Data to use: Begin
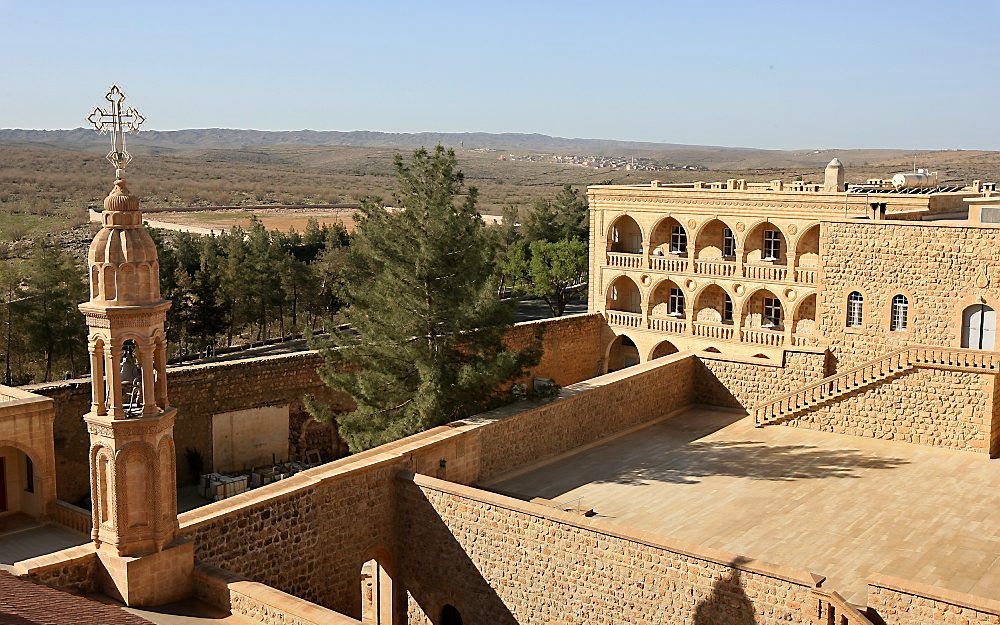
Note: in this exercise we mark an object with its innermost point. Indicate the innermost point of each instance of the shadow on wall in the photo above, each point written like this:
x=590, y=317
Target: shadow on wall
x=437, y=571
x=728, y=602
x=752, y=460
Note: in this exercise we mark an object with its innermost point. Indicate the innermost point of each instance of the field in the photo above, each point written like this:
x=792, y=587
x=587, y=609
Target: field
x=46, y=187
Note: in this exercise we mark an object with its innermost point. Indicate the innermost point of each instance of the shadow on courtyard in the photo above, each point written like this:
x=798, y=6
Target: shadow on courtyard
x=752, y=460
x=728, y=602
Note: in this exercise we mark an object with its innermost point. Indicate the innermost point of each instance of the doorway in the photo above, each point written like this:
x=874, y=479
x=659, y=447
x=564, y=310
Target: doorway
x=979, y=323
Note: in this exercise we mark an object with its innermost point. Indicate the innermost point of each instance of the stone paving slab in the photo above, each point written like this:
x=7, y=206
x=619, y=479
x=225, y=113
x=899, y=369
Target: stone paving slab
x=841, y=506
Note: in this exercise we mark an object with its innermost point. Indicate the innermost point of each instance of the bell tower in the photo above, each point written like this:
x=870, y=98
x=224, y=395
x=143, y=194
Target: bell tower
x=133, y=477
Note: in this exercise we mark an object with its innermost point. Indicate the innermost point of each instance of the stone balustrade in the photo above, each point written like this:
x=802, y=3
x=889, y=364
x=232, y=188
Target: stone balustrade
x=716, y=331
x=624, y=319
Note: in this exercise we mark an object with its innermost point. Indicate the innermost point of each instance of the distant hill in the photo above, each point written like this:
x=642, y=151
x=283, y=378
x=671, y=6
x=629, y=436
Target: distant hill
x=224, y=138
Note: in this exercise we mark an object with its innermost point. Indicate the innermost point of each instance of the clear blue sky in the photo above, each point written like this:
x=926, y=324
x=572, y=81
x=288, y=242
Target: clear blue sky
x=742, y=73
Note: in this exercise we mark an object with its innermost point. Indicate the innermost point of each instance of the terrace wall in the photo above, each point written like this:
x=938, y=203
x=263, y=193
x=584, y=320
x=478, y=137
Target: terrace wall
x=310, y=535
x=571, y=353
x=503, y=561
x=743, y=383
x=927, y=406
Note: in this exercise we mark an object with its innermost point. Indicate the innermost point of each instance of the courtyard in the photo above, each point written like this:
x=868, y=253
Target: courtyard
x=840, y=506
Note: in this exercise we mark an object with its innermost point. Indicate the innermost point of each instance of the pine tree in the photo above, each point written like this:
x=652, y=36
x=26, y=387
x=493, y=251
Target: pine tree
x=427, y=341
x=53, y=326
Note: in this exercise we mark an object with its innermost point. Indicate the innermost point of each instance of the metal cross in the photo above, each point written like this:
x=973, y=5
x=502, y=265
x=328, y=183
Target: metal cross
x=116, y=122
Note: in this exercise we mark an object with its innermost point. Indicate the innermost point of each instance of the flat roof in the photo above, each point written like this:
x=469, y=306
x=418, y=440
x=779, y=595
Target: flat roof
x=841, y=506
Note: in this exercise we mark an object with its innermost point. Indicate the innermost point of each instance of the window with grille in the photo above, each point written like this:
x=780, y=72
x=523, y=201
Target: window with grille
x=727, y=310
x=899, y=313
x=772, y=245
x=675, y=305
x=678, y=240
x=772, y=312
x=855, y=306
x=728, y=244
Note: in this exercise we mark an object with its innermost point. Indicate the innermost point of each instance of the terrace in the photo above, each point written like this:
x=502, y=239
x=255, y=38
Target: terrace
x=840, y=506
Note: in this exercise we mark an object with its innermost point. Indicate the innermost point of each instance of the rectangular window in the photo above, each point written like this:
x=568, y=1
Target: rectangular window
x=772, y=245
x=29, y=474
x=675, y=307
x=678, y=240
x=772, y=313
x=727, y=311
x=898, y=314
x=728, y=244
Data to use: End
§ **Task item**: In the data above, retype exactly and only the lines between the one holding "x=642, y=151" and the one holding "x=493, y=251", inclusive.

§ **Solution for this exercise**:
x=642, y=151
x=283, y=378
x=671, y=6
x=629, y=436
Target: distant hill
x=224, y=138
Note: in this exercise we mark an object with its innermost point. Indicate the innermost point of each instance of the clear blue sky in the photo above, each point written like this:
x=926, y=324
x=572, y=81
x=288, y=242
Target: clear blue sky
x=742, y=73
Note: in this exercise we mark an object with its innermost point. Indicate the innermost point of each instance of the terrace wall in the photo above, each point written like this:
x=938, y=203
x=263, y=193
x=584, y=320
x=478, y=137
Target: terrace wall
x=310, y=535
x=571, y=353
x=503, y=561
x=743, y=383
x=927, y=406
Note: in this exercise we mark an object with its innermost point. Indicate the innermost point of each instance of the courtyard in the photo above, each point written like this:
x=868, y=253
Target: courtyard
x=840, y=506
Note: in this exercise we mark an object with its innermost point. Indicate the innermost point of each instance of the pine tree in the photo above, each point written like this:
x=652, y=36
x=26, y=387
x=493, y=251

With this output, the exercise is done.